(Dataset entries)
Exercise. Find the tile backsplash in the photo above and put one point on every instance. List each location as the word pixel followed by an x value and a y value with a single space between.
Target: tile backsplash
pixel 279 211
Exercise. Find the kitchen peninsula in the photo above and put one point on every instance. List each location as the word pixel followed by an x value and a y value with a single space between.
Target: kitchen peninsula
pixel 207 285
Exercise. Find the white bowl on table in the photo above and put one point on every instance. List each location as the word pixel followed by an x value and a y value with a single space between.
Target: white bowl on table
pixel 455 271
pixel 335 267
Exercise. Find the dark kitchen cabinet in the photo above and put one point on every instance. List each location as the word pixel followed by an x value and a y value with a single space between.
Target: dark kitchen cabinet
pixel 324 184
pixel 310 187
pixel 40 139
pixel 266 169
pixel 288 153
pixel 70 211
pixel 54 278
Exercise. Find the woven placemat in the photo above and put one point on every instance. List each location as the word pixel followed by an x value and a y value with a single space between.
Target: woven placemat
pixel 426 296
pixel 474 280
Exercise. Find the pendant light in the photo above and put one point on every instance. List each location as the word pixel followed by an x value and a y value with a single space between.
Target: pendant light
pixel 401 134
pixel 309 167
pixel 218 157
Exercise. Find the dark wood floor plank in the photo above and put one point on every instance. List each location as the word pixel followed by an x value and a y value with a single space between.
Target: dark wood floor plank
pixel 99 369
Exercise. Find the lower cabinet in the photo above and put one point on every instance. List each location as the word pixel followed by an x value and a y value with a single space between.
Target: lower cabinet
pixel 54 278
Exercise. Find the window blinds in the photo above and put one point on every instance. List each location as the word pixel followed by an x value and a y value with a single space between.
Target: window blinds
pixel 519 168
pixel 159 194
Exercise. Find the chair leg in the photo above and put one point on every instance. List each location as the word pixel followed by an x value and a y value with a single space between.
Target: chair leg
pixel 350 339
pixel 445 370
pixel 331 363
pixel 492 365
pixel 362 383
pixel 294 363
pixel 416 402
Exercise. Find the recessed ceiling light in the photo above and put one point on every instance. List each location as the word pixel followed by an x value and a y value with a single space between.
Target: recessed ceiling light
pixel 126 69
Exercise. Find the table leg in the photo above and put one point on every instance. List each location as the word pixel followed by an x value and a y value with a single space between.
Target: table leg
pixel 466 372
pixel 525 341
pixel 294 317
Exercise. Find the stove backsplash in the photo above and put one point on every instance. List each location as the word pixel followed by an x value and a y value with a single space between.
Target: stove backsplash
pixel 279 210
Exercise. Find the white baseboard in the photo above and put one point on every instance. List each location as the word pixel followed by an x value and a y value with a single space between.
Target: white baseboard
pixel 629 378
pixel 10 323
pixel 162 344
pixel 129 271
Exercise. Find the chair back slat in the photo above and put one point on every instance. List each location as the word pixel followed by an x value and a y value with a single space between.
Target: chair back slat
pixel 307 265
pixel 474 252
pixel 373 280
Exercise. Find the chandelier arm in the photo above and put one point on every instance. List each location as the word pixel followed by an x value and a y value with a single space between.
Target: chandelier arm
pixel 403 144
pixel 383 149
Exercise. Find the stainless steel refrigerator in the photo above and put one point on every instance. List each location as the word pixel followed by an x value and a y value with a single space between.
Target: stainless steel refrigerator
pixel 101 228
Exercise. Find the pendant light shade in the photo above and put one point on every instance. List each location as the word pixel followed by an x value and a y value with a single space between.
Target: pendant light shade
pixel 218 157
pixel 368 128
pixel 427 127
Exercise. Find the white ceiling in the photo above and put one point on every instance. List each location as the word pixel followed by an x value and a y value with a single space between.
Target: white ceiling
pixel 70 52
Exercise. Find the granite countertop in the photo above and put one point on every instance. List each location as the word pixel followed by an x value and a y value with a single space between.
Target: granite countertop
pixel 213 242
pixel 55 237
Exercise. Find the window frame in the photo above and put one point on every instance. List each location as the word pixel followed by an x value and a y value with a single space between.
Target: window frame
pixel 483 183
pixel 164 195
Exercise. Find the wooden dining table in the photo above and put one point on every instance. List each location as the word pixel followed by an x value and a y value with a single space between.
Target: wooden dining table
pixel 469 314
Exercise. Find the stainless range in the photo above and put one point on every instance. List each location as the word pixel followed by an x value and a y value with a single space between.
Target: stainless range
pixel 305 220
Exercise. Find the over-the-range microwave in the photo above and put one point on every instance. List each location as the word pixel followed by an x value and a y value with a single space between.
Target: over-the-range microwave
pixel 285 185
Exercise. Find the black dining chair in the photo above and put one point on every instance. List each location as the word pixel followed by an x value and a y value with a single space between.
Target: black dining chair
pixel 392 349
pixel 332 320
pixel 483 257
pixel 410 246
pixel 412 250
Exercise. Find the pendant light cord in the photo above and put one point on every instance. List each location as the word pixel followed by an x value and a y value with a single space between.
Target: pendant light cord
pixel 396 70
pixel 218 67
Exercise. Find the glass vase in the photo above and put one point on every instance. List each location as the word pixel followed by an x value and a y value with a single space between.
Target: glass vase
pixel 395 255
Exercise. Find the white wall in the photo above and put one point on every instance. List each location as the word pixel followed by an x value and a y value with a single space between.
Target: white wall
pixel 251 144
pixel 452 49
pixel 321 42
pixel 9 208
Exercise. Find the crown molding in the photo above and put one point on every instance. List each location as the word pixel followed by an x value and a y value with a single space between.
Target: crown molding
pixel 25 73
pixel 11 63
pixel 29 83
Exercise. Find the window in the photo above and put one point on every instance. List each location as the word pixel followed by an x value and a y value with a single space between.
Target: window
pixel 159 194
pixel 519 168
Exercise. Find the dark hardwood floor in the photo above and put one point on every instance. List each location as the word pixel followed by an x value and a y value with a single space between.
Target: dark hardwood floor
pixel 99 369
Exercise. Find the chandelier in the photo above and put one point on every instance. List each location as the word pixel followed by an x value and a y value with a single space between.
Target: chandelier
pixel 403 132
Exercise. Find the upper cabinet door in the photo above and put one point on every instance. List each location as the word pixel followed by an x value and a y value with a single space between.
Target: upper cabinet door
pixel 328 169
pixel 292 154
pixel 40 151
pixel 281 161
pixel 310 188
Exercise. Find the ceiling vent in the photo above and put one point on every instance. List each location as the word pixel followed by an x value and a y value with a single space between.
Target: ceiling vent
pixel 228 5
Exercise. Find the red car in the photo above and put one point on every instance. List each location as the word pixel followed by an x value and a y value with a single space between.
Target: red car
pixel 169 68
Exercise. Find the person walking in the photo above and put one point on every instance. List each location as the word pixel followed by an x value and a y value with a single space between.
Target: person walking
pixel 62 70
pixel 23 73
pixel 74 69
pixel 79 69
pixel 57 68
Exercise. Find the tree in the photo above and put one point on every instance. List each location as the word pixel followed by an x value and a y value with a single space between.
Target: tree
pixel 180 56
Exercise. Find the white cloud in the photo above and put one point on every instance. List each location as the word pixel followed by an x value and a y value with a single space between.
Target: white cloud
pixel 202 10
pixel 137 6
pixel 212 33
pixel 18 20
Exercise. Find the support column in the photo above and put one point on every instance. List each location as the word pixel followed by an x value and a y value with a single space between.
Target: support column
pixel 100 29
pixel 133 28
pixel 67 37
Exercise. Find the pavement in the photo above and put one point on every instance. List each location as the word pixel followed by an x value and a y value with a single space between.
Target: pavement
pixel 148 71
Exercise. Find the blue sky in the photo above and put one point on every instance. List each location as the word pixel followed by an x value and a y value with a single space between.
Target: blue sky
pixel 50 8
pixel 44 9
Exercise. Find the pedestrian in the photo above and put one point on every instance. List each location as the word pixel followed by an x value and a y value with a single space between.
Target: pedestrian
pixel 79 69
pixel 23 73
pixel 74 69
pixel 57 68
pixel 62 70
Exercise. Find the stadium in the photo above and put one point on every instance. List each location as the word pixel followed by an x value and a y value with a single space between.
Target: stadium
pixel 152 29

> **EXERCISE DETAILS**: The data above needs to be retyped in full, exactly as given.

> **REPLY**:
Exercise. Find the tile backsplash in the photo above and put one point on every instance. List each location as the word pixel followed by an x value and a y value with a single space between.
Target: tile backsplash
pixel 279 211
Exercise. Find the kitchen peninsula in the photo above and put one point on every instance. List each location as the word pixel followed by an x value and a y value with a single space between.
Target: kitchen peninsula
pixel 207 285
Exercise. Find the white bowl on table in the photo above and put one point on every instance. List each location as the word pixel followed by an x value and a y value with a single space between.
Target: white bowl on table
pixel 455 271
pixel 335 267
Exercise. Find the dark kitchen cabinet in the photo above and put one point on every instance. List each location as the word pixel followed by an x value and a y value with a single space between.
Target: dark kitchen cabinet
pixel 324 184
pixel 310 187
pixel 40 139
pixel 266 169
pixel 288 153
pixel 70 211
pixel 54 278
Exercise. Find the woven placemat in the photo above and put one point on every instance. List each location as the word pixel followed by an x value and a y value with a single space between.
Target: woven placemat
pixel 426 296
pixel 474 280
Exercise. Find the pendant light in the photo above and put one point on every instance. List each location as the word pixel followed by an x value and a y value with a single space between.
Target: pendant light
pixel 401 134
pixel 309 167
pixel 218 157
Exercise. Find the dark wood floor plank in the photo above and put one point on every instance. List each location as the word pixel followed by an x value and a y value with a single space between.
Target: dark wood floor plank
pixel 99 369
Exercise. Find the lower cabinet in the photo above and put one point on every instance. List each location as the word pixel followed by an x value and a y value with a single space between.
Target: lower cabinet
pixel 54 278
Exercise. Find the window blinds in the photo above and put one point on every instance. List each location as the word pixel followed by an x value and a y value with a single space between.
Target: window blinds
pixel 519 168
pixel 159 194
Exercise. Find the chair leg in the photo above and put one point on every instance. List each location as the word pixel followed by an x value and a y value with a single space between.
Target: chair leg
pixel 350 339
pixel 445 370
pixel 331 363
pixel 492 365
pixel 362 383
pixel 294 363
pixel 416 402
Exercise. Find the recessed ceiling light in the photo above and put one point on every instance. List each location as the word pixel followed by an x value and a y value with a single space between.
Target: recessed ceiling light
pixel 126 69
Exercise. Find the table leg in the photo above and put one point on every instance. List each location as the word pixel followed by an x value and a y value with a single space between.
Target: table leg
pixel 466 372
pixel 525 341
pixel 294 317
Exercise. Find the stove backsplash in the photo above and put one point on every instance. List each location as the word pixel followed by an x value and a y value with a single space between.
Target: stove backsplash
pixel 279 210
Exercise. Find the white baseboard in the photo above and put one point on every instance. List each location as the word pixel followed by an x value and a y value with a single space between.
Target: white baseboard
pixel 629 378
pixel 10 323
pixel 162 344
pixel 129 271
Exercise. Find the chair back slat in the photo above and put one point on every instance. List each location as the word pixel followed by an x value and a y value with a single space between.
Target: chair back slat
pixel 307 265
pixel 474 252
pixel 373 280
Exercise. Find the chandelier arm in the photo above and put one point on every instance. List each location as the word pixel followed by an x value and a y value with a single space between.
Target: chandelier arm
pixel 403 144
pixel 383 149
Exercise. Find the stainless steel refrigerator in the photo above and put one point on every instance. List each location as the word pixel followed by an x value and a y value with a single space between.
Target: stainless steel refrigerator
pixel 101 228
Exercise. Find the pendant light shade in the photo above and put one point on every instance. List each location as the word pixel followed by an x value and a y value with a single space between.
Target: pendant light shade
pixel 218 157
pixel 368 128
pixel 427 127
Exercise. Find the white ceiling in the photo above and put one point on every instance. List each location as the word pixel followed by an x value and a y value with a single space between.
Target: white ceiling
pixel 70 52
Exercise. Find the granite countertop in the photo above and put one point on every instance. List each location as the word pixel followed by an x value and a y value with a single space between.
Target: granite countertop
pixel 213 242
pixel 55 237
Exercise. Find the window frame in the photo above and put one point on every instance. List each location as the word pixel followed by an x value and a y value with a single space between.
Target: window frame
pixel 483 183
pixel 164 195
Exercise. Find the wooden dining table in the photo above and put one point on every instance. List each location as the word pixel followed by an x value and a y value with a single space between.
Target: wooden dining table
pixel 469 314
Exercise. Find the stainless range in the photo above and put one point on every instance. List each location as the word pixel followed by an x value and a y value with a single space between.
Target: stainless range
pixel 305 220
Exercise. Find the over-the-range microwave in the photo above and put one point on every instance. List each location as the word pixel followed by an x value and a y value with a single space between.
Target: over-the-range microwave
pixel 285 185
Exercise. Find the black dining chair in the photo above and put one point on every instance. List each location as the word pixel followed by an x value and a y value with a single space between.
Target: black dining chair
pixel 392 349
pixel 332 320
pixel 483 257
pixel 410 246
pixel 412 250
Exercise. Find the pendant light cord in the photo above and put one point on every instance. List each location as the word pixel followed by an x value and a y value with a single space between.
Target: pendant light cord
pixel 396 70
pixel 218 67
Exercise. Find the glass vase in the photo above and put one point on every instance. List each location as the word pixel followed by an x value and a y value with a single space between.
Target: glass vase
pixel 395 255
Exercise. Find the white wall in the photo above and put one point on every instance. List each location as the word pixel followed by an x value and a y value with a single space between.
Target: white wall
pixel 251 144
pixel 452 49
pixel 321 42
pixel 9 208
Exercise. Find the crown molding in the photo above and put one point on every instance. List each location as the word pixel followed by an x value and a y value with a single space between.
Target: crown molding
pixel 25 73
pixel 11 63
pixel 29 83
Exercise. Find the window in the photo above and put one point on every instance. List each location as the word pixel followed by an x value and a y value with a single space between.
Target: window
pixel 159 194
pixel 519 168
Exercise. Find the dark hardwood floor in the photo above and put one point on every instance. List each location as the word pixel followed by an x value and a y value with a single space between.
Target: dark hardwood floor
pixel 99 369
Exercise. Find the chandelier in the photo above and put one point on every instance. List each location as the word pixel followed by an x value and a y value with a single space between.
Target: chandelier
pixel 403 132
Exercise. Find the upper cabinet door in the photo above and put one point on every instance. List each location as the word pixel followed by an x value and a y value with a single space between.
Target: upper cabinet door
pixel 328 169
pixel 292 154
pixel 40 151
pixel 281 161
pixel 310 188
Exercise. Find the ceiling vent in the photo above and put one point on every instance. List each location as the word pixel followed by an x value and a y value with a single space between.
Target: ceiling vent
pixel 228 5
Exercise. Find the red car in the photo above and put one point on every instance. List each location as the word pixel followed by an x value and a y value with a single space between.
Target: red car
pixel 169 68
Exercise. Find the person walking in the photo above and put one point on every instance. List each location as the word pixel followed by an x value and a y value with a single space between.
Target: person walking
pixel 62 70
pixel 23 73
pixel 74 69
pixel 79 69
pixel 57 68
Exercise. Find the tree in the photo above and put one point on every instance. List each location as the word pixel followed by an x value and a y value with a single space between.
Target: tree
pixel 180 56
Exercise. Find the white cloud in the photo above and put one point on every instance. List each location as the word pixel followed by an x value and a y value with a single space between.
Target: white cloud
pixel 202 10
pixel 137 6
pixel 212 33
pixel 18 20
Exercise. Find the support column in the photo above and put one point on every instance. List each location as the word pixel followed by an x value and a y value with a single space between.
Target: support column
pixel 100 29
pixel 133 28
pixel 67 37
Exercise. Find the pavement in the photo above and put one point on every instance. List each location as the word pixel followed by an x value and a y value with a single space between.
Target: pavement
pixel 148 71
Exercise. Find the blue sky in the photo above and put one point on every instance. List each location as the word pixel followed by an x value and a y value with a single space between.
Target: blue sky
pixel 50 8
pixel 44 9
Exercise. Find the pedestrian in the photo above and put one point on every instance. List each location as the word pixel followed by an x value and a y value with a single space between.
Target: pedestrian
pixel 79 69
pixel 23 73
pixel 74 69
pixel 57 68
pixel 62 70
Exercise. Find the stadium in the photo above and put one point on every instance. List each location as the word pixel followed by an x value and a y value with a single space between.
Target: stadium
pixel 152 29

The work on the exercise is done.